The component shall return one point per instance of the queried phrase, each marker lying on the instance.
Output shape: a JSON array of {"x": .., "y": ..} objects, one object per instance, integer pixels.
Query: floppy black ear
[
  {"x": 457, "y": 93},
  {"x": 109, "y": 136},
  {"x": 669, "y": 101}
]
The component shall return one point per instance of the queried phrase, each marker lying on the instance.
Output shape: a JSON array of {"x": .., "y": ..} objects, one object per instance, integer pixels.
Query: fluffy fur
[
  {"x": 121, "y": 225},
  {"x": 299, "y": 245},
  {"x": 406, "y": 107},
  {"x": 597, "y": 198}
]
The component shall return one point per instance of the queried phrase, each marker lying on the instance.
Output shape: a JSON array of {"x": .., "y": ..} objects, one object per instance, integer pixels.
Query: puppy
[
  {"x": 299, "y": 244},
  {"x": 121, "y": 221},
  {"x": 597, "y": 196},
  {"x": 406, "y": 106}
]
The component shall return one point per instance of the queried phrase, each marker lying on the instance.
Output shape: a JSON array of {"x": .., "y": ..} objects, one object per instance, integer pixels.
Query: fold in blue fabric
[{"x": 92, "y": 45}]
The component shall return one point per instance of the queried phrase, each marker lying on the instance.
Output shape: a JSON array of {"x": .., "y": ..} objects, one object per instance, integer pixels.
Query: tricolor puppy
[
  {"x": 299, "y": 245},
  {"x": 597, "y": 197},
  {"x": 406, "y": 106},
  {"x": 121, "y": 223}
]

----

**ASSIGNED TASK**
Could you transcribe each entry exactly as it stands?

**ANSWER TO THIS PROBLEM**
The component shall return one point per instance of the queried phrase, each marker lying on the instance.
Output shape: a JSON array of {"x": .., "y": ..} objects, one object per instance, integer pixels.
Query: floppy black ear
[
  {"x": 457, "y": 93},
  {"x": 109, "y": 136},
  {"x": 669, "y": 101}
]
The component shall return one point per instance of the queried phrase, each marker lying on the instance.
Output shape: a JSON array of {"x": .., "y": ..} objects, one object per instance, integer pixels.
Query: fluffy fur
[
  {"x": 121, "y": 225},
  {"x": 299, "y": 245},
  {"x": 406, "y": 107},
  {"x": 597, "y": 198}
]
The component shall return one point per instance of the queried phrase, each marker lying on the instance.
Output shape: a JSON array of {"x": .., "y": ..} objects, one object per instance, integer pixels.
Query: puppy
[
  {"x": 299, "y": 244},
  {"x": 121, "y": 221},
  {"x": 597, "y": 196},
  {"x": 406, "y": 106}
]
The component shall return one point per instance of the queried phrase, each marker lying on the instance.
Output shape: a JSON array of {"x": .., "y": ..} objects, one object per instance, integer pixels.
Query: fold in blue fabric
[{"x": 92, "y": 45}]
The component shall return one point per instance of the queried phrase, each marker lying on the instance.
Output shape: a JSON array of {"x": .., "y": ..} objects, one object per instance, integer pixels.
Query: tricolor puppy
[
  {"x": 299, "y": 245},
  {"x": 597, "y": 197},
  {"x": 406, "y": 106},
  {"x": 121, "y": 223}
]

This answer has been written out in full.